** Selection **
::::

Neither should be an issue in your case.
EDIT:
It just occurs to me that while regular expressions in C++ and in Python are very similar, the syntax for using them isn't quite the same. So:
In C++, you'd normally declare an instance of the regular expression before using it; something like Python's re.match( r'...', line ) is theoretically possible, but not very idiomatic (and it would still involve explicitly constructuing a regular expression object in the expression). Also, the match function simply returns a boolean; if you want the captures, you need to define a separate object for them. Typical use would probably be something like:
static std::regex const matcher( "the regular expression" );
std::smatch forCaptures;
if ( std::regex_match( line, forCaptures, matcher ) ) {
std::string firstCapture = forCaptures[1];
// ...
}
This corresponds to the Python:
m = re.match( 'the regular expression', line )
if m:
firstCapture = m.group(1)
# ...
EDIT:
Another answer has suggested overloading operator>>; I heartily concur. Just out of curiousity, I gave it a go; something like the following works well:
struct Book
{
std::string author;
std::string title;
int pages;
std::string code;
std::string status;
};
std::istream&
operator>>( std::istream& source, Book& dest )
{
std::string line;
std::getline( source, line );
if ( source )
{
static std::regex const matcher(
R"^(([^,]*),\s*"([^"]*)"\s*\((\d+) pp.\)\s*\[(\S+)\s*([^\]]*)\])^"
);
std::smatch capture;
if ( ! std::regex_match( line, capture, matcher ) ) {
source.setstate( std::ios_base::failbit );
} else {
dest.author = capture[1];
dest.title = capture[2];
dest.pages = std::stoi( capture[3] );
dest.code = capture[4];
dest.status = capture[5];
}
}
return source;
}
Once you've done this, you can write things like:
std::vector<Book> v( (std::istream_iterator<Book>( inputFile )),
(std::istream_iterator<Book>()) );
And load an entire file in the initialization of a vector.
Note the error handling in the operator>>. If a line is misformed, we set failbit; this is the standard convention in C++.

::::

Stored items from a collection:
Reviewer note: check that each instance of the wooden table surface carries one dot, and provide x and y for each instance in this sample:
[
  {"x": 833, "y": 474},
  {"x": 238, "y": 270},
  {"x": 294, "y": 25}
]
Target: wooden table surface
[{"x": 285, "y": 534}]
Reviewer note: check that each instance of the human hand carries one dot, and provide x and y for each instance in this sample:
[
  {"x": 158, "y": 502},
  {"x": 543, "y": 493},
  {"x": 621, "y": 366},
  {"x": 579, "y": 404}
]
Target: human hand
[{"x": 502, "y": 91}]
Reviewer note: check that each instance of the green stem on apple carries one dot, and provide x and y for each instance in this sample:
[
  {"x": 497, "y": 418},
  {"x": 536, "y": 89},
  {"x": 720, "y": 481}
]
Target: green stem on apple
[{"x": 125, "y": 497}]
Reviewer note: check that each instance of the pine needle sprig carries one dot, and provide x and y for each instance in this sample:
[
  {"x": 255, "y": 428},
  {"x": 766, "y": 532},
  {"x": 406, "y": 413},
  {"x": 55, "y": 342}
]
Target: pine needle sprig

::::

** Exercise tasks **
- a) Could you reproduce the lines of the listing from the one containing "Reviewer note: check that each instance of the human" through the end of the listing, both ends included?
- b) How would you take the answer on C++ regular expressions further, starting right after its last sentence?

** Expected results **
- a)
Reviewer note: check that each instance of the human hand carries one dot, and provide x and y for each instance in this sample:
[
  {"x": 158, "y": 502},
  {"x": 543, "y": 493},
  {"x": 621, "y": 366},
  {"x": 579, "y": 404}
]
Target: human hand
[{"x": 502, "y": 91}]
Reviewer note: check that each instance of the green stem on apple carries one dot, and provide x and y for each instance in this sample:
[
  {"x": 497, "y": 418},
  {"x": 536, "y": 89},
  {"x": 720, "y": 481}
]
Target: green stem on apple
[{"x": 125, "y": 497}]
Reviewer note: check that each instance of the pine needle sprig carries one dot, and provide x and y for each instance in this sample:
[
  {"x": 255, "y": 428},
  {"x": 766, "y": 532},
  {"x": 406, "y": 413},
  {"x": 55, "y": 342}
]
Target: pine needle sprig

- b)
EDIT:
Since there's been so much discussion: the above is fine for small, one time programs, things like school projects, or one time programs which will read the current file, output it in a new format, and then be thrown away. In production code, I would insist on support for comments and empty lines; continuing in case of error, in order to report multiple errors (with line numbers), and probably continuation lines (since titles can get long enough to become unwieldly). It's not practical to do this with operator>>, if for no other reason than the need to output line numbers, so I'd use a parser along the following line:
int
getContinuationLines( std::istream& source, std::string& line )
{
int results = 0;
while ( source.peek() == '&' ) {
std::string more;
std::getline( source, more ); // Cannot fail, because of peek
more[0] = ' ';
line += more;
++ results;
}
return results;
}
void
trimComment( std::string& line )
{
char quoted = '\0';
std::string::iterator position = line.begin();
while ( position != line.end() && (quoted != '\0' || *position == '#') ) {
if ( *position == '\' && std::next( position ) != line.end() ) {
++ position;
} else if ( *position == quoted ) {
quoted = '\0';
} else if ( *position == '\"' || *position == '\'' ) {
quoted = *position;
}
++ position;
}
line.erase( position, line.end() );
}
bool
isEmpty( std::string const& line )
{
return std::all_of(
line.begin(),
line.end(),
[]( unsigned char ch ) { return isspace( ch ); } );
}
std::vector<Book>
parseFile( std::istream& source )
{
std::vector<Book> results;
int lineNumber = 0;
std::string line;
bool errorSeen = false;
while ( std::getline( source, line ) ) {
++ lineNumber;
int extraLines = getContinuationLines( source, line );
trimComment( line );
if ( ! isEmpty( line ) ) {
static std::regex const matcher(
R"^(([^,]*),\s*"([^"]*)"\s*\((\d+) pp.\)\s*\[(\S+)\s*([^\]]*)\])^"
);
std::smatch capture;
if ( ! std::regex_match( line, capture, matcher ) ) {
std::cerr << "Format error, line " << lineNumber << std::endl;
errorSeen = true;
} else {
results.emplace_back(
capture[1],
capture[2],
std::stoi( capture[3] ),
capture[4],
capture[5] );
}
}
lineNumber += extraLines;
}
if ( errorSeen ) {
results.clear(); // Or more likely, throw some sort of exception.
}
return results;
}
The real issue here is how you report the error to the caller; I suspect that in most cases, and exception would be appropriate, but depending on the use case, other alternatives may be valid as well. In this example, I just return an empty vector. (The interaction between comments and continuation lines probably needs to be better defined as well, with modifications according to how it has been defined.)

Your input string is well delimited so I'd recommend using an extraction operator over a regex, for speed and for ease of use.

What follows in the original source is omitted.